- AIM OF THE EXERCISE: Write out again the entries between the line that contains "Segment dark tights visible above." and the end of the entries, inclusive, keeping the requests as they are and raising every bounding box coordinate in the answers by 134.

(Records of labeled boxes)
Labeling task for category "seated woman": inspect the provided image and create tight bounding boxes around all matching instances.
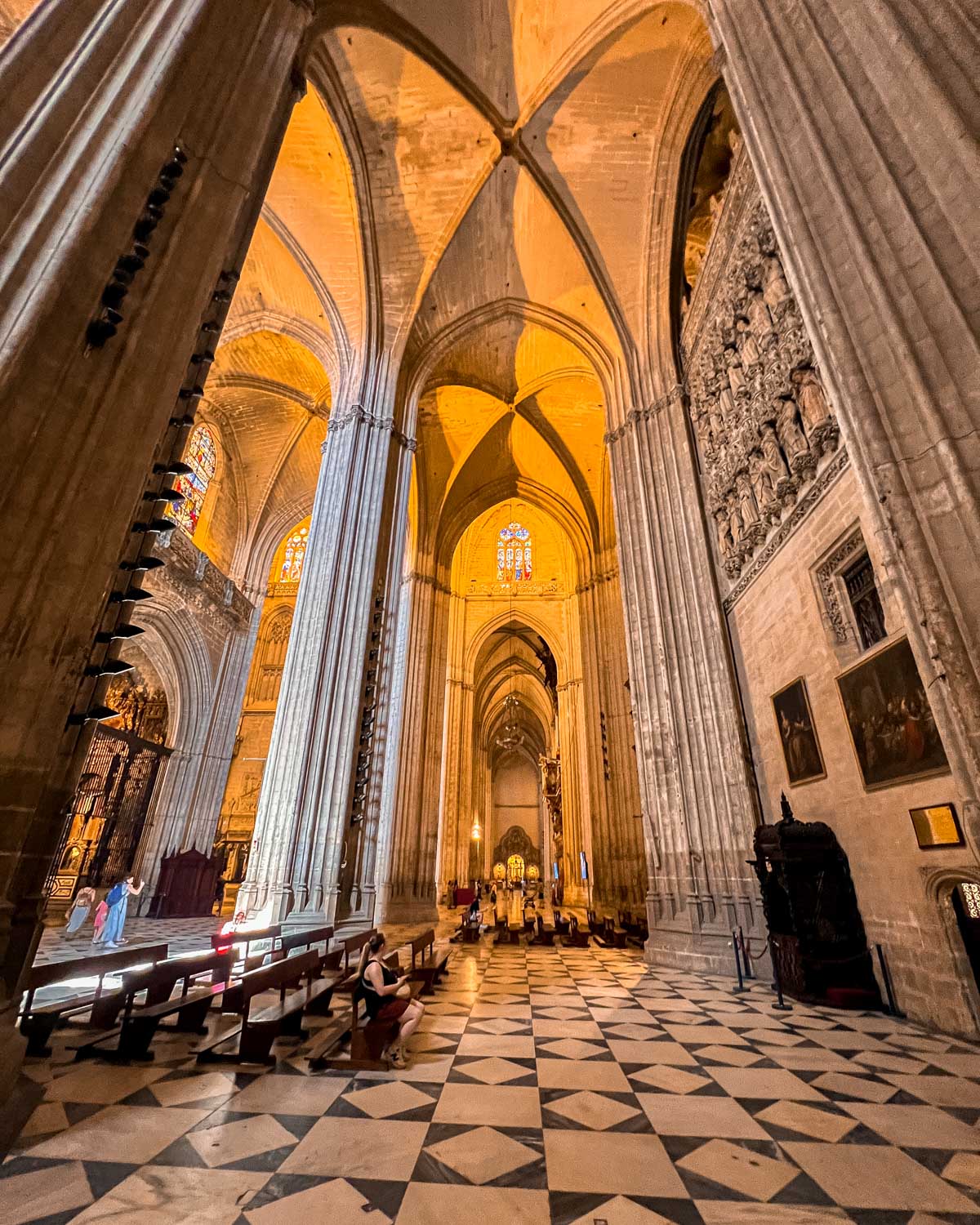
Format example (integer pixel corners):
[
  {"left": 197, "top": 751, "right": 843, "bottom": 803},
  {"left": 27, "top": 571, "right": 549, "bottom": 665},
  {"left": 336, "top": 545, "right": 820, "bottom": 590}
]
[{"left": 358, "top": 931, "right": 425, "bottom": 1068}]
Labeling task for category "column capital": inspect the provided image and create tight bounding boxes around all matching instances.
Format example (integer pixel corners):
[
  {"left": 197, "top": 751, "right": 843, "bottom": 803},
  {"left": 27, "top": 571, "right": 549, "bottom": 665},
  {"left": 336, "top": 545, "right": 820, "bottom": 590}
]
[
  {"left": 321, "top": 403, "right": 418, "bottom": 452},
  {"left": 603, "top": 384, "right": 685, "bottom": 446}
]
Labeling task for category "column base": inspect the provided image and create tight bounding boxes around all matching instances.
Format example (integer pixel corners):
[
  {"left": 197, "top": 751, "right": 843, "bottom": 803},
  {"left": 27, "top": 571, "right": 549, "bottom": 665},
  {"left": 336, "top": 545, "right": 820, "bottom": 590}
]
[{"left": 644, "top": 906, "right": 772, "bottom": 982}]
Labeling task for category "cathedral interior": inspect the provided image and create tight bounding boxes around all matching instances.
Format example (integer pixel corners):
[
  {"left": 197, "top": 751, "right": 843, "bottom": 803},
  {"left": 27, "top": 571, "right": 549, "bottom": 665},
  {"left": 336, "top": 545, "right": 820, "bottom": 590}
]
[{"left": 0, "top": 0, "right": 980, "bottom": 1225}]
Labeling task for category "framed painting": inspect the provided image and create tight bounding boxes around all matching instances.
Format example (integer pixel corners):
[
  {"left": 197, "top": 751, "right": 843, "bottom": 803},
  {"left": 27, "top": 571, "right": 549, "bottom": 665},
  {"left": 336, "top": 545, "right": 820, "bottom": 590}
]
[
  {"left": 773, "top": 676, "right": 827, "bottom": 786},
  {"left": 837, "top": 639, "right": 950, "bottom": 791},
  {"left": 909, "top": 804, "right": 964, "bottom": 850}
]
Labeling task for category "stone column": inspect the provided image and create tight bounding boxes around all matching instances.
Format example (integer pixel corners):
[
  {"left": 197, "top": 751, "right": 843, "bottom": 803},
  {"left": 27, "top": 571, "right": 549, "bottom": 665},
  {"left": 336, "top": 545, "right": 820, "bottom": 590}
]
[
  {"left": 137, "top": 602, "right": 262, "bottom": 897},
  {"left": 559, "top": 676, "right": 593, "bottom": 906},
  {"left": 608, "top": 392, "right": 756, "bottom": 969},
  {"left": 239, "top": 404, "right": 414, "bottom": 923},
  {"left": 710, "top": 0, "right": 980, "bottom": 838},
  {"left": 0, "top": 0, "right": 311, "bottom": 1142},
  {"left": 379, "top": 573, "right": 450, "bottom": 923}
]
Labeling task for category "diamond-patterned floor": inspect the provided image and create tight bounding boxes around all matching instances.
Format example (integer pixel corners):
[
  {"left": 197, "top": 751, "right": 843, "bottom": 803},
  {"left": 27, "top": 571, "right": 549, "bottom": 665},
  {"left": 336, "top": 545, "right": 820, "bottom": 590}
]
[{"left": 9, "top": 945, "right": 980, "bottom": 1225}]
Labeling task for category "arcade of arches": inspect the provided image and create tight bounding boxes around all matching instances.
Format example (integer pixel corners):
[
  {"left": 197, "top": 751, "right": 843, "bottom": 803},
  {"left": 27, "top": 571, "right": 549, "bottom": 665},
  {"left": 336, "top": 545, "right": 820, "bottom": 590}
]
[{"left": 0, "top": 0, "right": 980, "bottom": 1200}]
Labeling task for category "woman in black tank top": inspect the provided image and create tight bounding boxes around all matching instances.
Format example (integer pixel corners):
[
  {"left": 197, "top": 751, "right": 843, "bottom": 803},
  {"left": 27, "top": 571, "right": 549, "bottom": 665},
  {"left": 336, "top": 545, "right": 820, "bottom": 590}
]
[{"left": 358, "top": 933, "right": 425, "bottom": 1068}]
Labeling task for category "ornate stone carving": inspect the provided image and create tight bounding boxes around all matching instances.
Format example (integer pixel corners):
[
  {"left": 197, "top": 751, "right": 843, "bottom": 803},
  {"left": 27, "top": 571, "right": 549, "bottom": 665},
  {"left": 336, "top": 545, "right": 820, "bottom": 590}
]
[
  {"left": 722, "top": 448, "right": 850, "bottom": 612},
  {"left": 817, "top": 527, "right": 865, "bottom": 644},
  {"left": 681, "top": 154, "right": 840, "bottom": 580}
]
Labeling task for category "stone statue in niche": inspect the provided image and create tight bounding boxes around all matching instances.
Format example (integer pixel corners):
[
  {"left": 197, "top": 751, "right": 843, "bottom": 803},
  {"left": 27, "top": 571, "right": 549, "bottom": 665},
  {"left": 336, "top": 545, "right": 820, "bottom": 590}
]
[
  {"left": 762, "top": 255, "right": 791, "bottom": 318},
  {"left": 735, "top": 472, "right": 766, "bottom": 541},
  {"left": 760, "top": 421, "right": 795, "bottom": 500},
  {"left": 715, "top": 506, "right": 735, "bottom": 563},
  {"left": 776, "top": 399, "right": 813, "bottom": 474},
  {"left": 791, "top": 367, "right": 838, "bottom": 455},
  {"left": 683, "top": 187, "right": 840, "bottom": 578}
]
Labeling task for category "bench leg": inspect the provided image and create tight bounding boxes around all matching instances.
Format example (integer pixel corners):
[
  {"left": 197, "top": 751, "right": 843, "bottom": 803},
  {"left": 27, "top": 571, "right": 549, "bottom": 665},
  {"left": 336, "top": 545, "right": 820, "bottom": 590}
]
[
  {"left": 279, "top": 1011, "right": 308, "bottom": 1038},
  {"left": 238, "top": 1022, "right": 279, "bottom": 1063},
  {"left": 176, "top": 996, "right": 215, "bottom": 1034},
  {"left": 21, "top": 1016, "right": 58, "bottom": 1058},
  {"left": 117, "top": 1013, "right": 161, "bottom": 1061},
  {"left": 306, "top": 991, "right": 333, "bottom": 1017}
]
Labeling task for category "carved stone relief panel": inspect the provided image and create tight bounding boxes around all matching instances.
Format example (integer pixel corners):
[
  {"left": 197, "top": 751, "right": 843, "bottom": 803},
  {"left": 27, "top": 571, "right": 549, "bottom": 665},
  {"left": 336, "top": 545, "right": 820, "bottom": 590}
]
[{"left": 681, "top": 154, "right": 840, "bottom": 581}]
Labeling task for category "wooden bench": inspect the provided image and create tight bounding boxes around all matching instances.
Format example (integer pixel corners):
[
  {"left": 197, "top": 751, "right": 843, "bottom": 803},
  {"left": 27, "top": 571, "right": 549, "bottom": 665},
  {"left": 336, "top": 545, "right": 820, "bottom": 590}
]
[
  {"left": 272, "top": 928, "right": 333, "bottom": 962},
  {"left": 21, "top": 945, "right": 167, "bottom": 1056},
  {"left": 598, "top": 915, "right": 626, "bottom": 948},
  {"left": 211, "top": 924, "right": 282, "bottom": 972},
  {"left": 561, "top": 915, "right": 592, "bottom": 948},
  {"left": 408, "top": 928, "right": 452, "bottom": 995},
  {"left": 531, "top": 915, "right": 555, "bottom": 948},
  {"left": 309, "top": 953, "right": 423, "bottom": 1072},
  {"left": 71, "top": 950, "right": 235, "bottom": 1061},
  {"left": 194, "top": 948, "right": 341, "bottom": 1065},
  {"left": 337, "top": 928, "right": 377, "bottom": 995}
]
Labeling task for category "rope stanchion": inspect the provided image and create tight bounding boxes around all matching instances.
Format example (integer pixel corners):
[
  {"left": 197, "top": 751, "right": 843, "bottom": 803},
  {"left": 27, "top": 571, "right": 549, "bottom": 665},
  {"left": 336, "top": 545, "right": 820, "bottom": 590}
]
[{"left": 732, "top": 931, "right": 745, "bottom": 995}]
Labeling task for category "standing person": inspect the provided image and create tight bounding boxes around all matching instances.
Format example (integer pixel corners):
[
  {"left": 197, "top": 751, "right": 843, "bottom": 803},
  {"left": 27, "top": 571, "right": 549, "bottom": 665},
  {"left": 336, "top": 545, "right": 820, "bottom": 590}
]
[
  {"left": 65, "top": 884, "right": 96, "bottom": 936},
  {"left": 92, "top": 898, "right": 109, "bottom": 945},
  {"left": 358, "top": 931, "right": 425, "bottom": 1068},
  {"left": 215, "top": 876, "right": 228, "bottom": 919},
  {"left": 100, "top": 875, "right": 146, "bottom": 948}
]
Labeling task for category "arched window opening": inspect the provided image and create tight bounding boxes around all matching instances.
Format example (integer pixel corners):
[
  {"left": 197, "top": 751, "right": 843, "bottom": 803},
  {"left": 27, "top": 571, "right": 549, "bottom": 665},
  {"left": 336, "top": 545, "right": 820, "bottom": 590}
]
[
  {"left": 497, "top": 523, "right": 533, "bottom": 583},
  {"left": 252, "top": 609, "right": 293, "bottom": 703},
  {"left": 279, "top": 528, "right": 310, "bottom": 583},
  {"left": 174, "top": 425, "right": 218, "bottom": 536}
]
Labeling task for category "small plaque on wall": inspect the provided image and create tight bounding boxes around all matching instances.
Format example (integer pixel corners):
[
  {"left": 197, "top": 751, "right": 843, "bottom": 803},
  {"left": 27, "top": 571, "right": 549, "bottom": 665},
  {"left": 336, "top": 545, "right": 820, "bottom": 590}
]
[{"left": 909, "top": 804, "right": 963, "bottom": 850}]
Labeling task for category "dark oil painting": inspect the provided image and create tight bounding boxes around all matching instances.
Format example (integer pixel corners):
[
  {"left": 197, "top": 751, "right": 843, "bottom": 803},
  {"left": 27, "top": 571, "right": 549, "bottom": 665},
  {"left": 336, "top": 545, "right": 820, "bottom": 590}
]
[
  {"left": 773, "top": 676, "right": 827, "bottom": 786},
  {"left": 837, "top": 639, "right": 950, "bottom": 791}
]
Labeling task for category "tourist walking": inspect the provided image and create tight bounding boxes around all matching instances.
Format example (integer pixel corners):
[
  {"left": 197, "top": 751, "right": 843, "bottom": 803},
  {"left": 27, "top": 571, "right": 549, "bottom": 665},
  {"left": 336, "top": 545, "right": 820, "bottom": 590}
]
[
  {"left": 92, "top": 898, "right": 109, "bottom": 945},
  {"left": 65, "top": 884, "right": 96, "bottom": 936},
  {"left": 100, "top": 876, "right": 146, "bottom": 948}
]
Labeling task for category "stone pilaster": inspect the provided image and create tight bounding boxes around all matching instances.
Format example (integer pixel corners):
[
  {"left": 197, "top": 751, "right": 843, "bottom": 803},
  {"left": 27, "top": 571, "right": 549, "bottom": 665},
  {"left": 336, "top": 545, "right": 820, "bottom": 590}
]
[
  {"left": 0, "top": 0, "right": 311, "bottom": 1147},
  {"left": 559, "top": 676, "right": 586, "bottom": 906},
  {"left": 379, "top": 573, "right": 450, "bottom": 923},
  {"left": 137, "top": 607, "right": 262, "bottom": 897},
  {"left": 609, "top": 392, "right": 756, "bottom": 968},
  {"left": 239, "top": 404, "right": 414, "bottom": 923},
  {"left": 710, "top": 0, "right": 980, "bottom": 854}
]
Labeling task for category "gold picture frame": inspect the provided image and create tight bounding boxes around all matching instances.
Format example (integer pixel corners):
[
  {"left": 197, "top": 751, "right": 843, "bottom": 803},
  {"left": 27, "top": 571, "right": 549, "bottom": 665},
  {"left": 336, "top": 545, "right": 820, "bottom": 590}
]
[
  {"left": 909, "top": 804, "right": 965, "bottom": 850},
  {"left": 837, "top": 637, "right": 950, "bottom": 791},
  {"left": 771, "top": 676, "right": 827, "bottom": 786}
]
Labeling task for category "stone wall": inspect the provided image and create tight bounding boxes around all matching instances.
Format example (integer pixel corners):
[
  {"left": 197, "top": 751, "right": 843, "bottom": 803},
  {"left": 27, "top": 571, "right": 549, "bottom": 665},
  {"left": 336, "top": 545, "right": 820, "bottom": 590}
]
[{"left": 683, "top": 154, "right": 978, "bottom": 1033}]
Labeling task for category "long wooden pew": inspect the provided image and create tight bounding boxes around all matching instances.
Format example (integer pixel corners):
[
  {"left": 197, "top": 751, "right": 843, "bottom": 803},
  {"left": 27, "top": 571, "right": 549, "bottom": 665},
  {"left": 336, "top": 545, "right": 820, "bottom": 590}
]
[{"left": 21, "top": 945, "right": 167, "bottom": 1056}]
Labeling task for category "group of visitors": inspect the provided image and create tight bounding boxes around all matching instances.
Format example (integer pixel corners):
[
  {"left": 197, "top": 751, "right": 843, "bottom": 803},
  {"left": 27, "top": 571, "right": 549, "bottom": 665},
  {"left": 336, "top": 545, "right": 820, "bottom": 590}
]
[
  {"left": 65, "top": 876, "right": 146, "bottom": 948},
  {"left": 358, "top": 931, "right": 425, "bottom": 1068}
]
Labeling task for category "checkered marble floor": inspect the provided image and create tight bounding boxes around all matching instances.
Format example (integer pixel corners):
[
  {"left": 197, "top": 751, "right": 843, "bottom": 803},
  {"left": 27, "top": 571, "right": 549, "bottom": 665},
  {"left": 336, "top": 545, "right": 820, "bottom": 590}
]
[{"left": 7, "top": 945, "right": 980, "bottom": 1225}]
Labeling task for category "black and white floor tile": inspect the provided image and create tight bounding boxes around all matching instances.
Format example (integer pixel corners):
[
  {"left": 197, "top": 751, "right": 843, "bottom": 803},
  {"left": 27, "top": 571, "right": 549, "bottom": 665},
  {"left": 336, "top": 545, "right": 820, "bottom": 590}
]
[{"left": 7, "top": 933, "right": 980, "bottom": 1225}]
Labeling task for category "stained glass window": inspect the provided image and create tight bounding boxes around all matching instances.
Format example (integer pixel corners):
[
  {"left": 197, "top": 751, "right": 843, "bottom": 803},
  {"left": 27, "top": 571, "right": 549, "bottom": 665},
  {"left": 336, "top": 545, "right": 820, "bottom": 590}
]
[
  {"left": 497, "top": 523, "right": 533, "bottom": 583},
  {"left": 279, "top": 528, "right": 310, "bottom": 583},
  {"left": 174, "top": 425, "right": 218, "bottom": 536}
]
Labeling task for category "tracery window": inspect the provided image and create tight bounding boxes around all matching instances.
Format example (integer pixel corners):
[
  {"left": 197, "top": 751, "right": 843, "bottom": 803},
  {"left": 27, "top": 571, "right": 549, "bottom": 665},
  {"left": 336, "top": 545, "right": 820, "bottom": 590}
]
[
  {"left": 174, "top": 425, "right": 218, "bottom": 536},
  {"left": 497, "top": 523, "right": 533, "bottom": 583},
  {"left": 279, "top": 528, "right": 310, "bottom": 583}
]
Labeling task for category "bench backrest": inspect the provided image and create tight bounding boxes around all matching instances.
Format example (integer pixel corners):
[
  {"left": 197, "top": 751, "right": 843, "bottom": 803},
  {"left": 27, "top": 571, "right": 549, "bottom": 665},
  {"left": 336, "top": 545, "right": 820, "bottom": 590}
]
[
  {"left": 122, "top": 952, "right": 235, "bottom": 1004},
  {"left": 237, "top": 948, "right": 323, "bottom": 1012},
  {"left": 26, "top": 945, "right": 167, "bottom": 992},
  {"left": 411, "top": 928, "right": 436, "bottom": 970},
  {"left": 341, "top": 928, "right": 377, "bottom": 972},
  {"left": 272, "top": 928, "right": 333, "bottom": 960},
  {"left": 211, "top": 924, "right": 283, "bottom": 953}
]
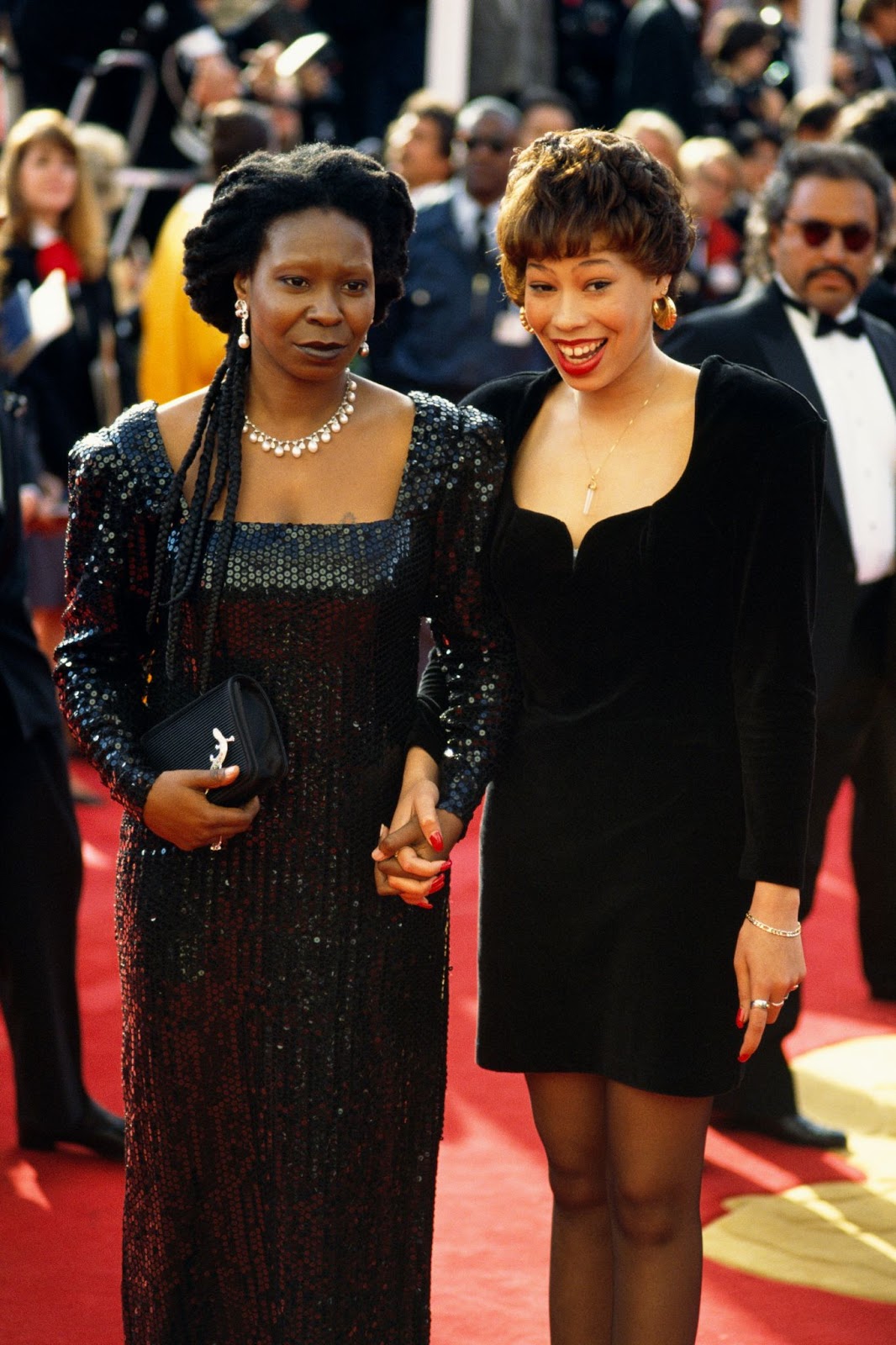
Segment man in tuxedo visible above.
[369,98,547,401]
[0,390,124,1159]
[614,0,708,136]
[663,143,896,1147]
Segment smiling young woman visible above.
[59,144,510,1345]
[378,130,824,1345]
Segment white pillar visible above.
[799,0,837,86]
[425,0,472,108]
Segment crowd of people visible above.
[0,0,896,1345]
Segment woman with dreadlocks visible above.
[59,144,507,1345]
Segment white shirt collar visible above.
[668,0,701,23]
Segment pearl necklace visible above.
[242,374,358,457]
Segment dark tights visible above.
[526,1073,712,1345]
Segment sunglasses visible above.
[464,136,510,155]
[784,215,874,251]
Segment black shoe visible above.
[18,1099,124,1162]
[724,1112,846,1148]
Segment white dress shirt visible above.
[777,276,896,583]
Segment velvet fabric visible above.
[462,358,825,1096]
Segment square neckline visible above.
[507,361,705,569]
[140,390,432,530]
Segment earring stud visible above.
[233,298,250,350]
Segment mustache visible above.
[806,262,858,292]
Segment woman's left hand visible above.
[735,883,806,1060]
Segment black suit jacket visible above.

- PROBLEM SOLUTION:
Segment dark tights visible above.
[660,1207,846,1479]
Segment sunglasses visible above.
[598,270,644,289]
[918,349,1008,385]
Segment black shoe visible above.
[152,1233,258,1296]
[858,1246,980,1282]
Segment white dress shirt visible above.
[911,410,1030,717]
Segment velvet fabric visible above.
[596,492,959,1230]
Segment square neckline visible above.
[641,495,839,703]
[274,524,566,664]
Segment earring stud visible above.
[367,432,384,484]
Segment mustache visible above.
[940,396,992,426]
Segment woman's left hand visible above.
[869,1017,940,1194]
Segment black suit jacket visible above.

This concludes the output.